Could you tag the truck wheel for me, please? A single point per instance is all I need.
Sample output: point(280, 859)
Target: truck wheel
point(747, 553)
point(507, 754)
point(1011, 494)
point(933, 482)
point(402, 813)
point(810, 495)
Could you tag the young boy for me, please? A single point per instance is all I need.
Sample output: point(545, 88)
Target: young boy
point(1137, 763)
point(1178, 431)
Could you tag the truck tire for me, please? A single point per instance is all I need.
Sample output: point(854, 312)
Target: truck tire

==

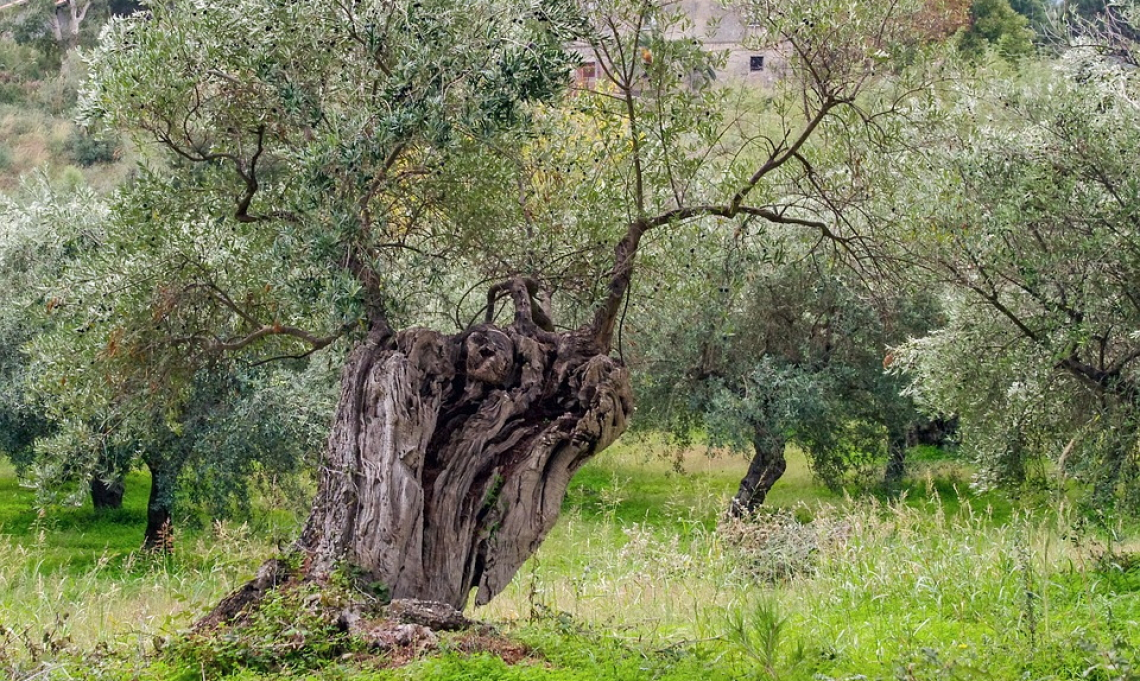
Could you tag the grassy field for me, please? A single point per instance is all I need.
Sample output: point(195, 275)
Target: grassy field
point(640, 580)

---

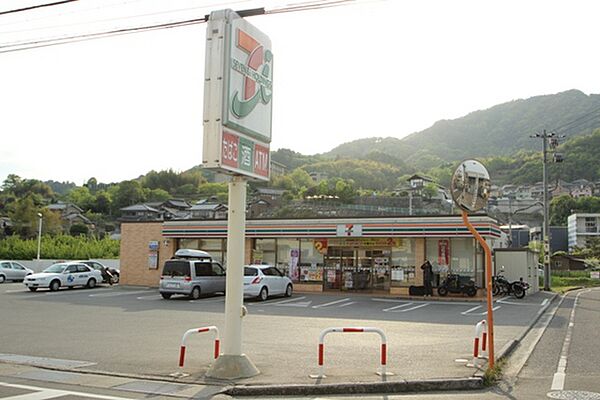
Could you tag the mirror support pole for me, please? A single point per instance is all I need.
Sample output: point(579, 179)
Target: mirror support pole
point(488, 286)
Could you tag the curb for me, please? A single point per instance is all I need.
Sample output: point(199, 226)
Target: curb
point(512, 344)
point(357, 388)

> _Task instructions_: Check every line of the data and give the number of them that hold the string "please", with no other words.

> _Solution for this problem_: 6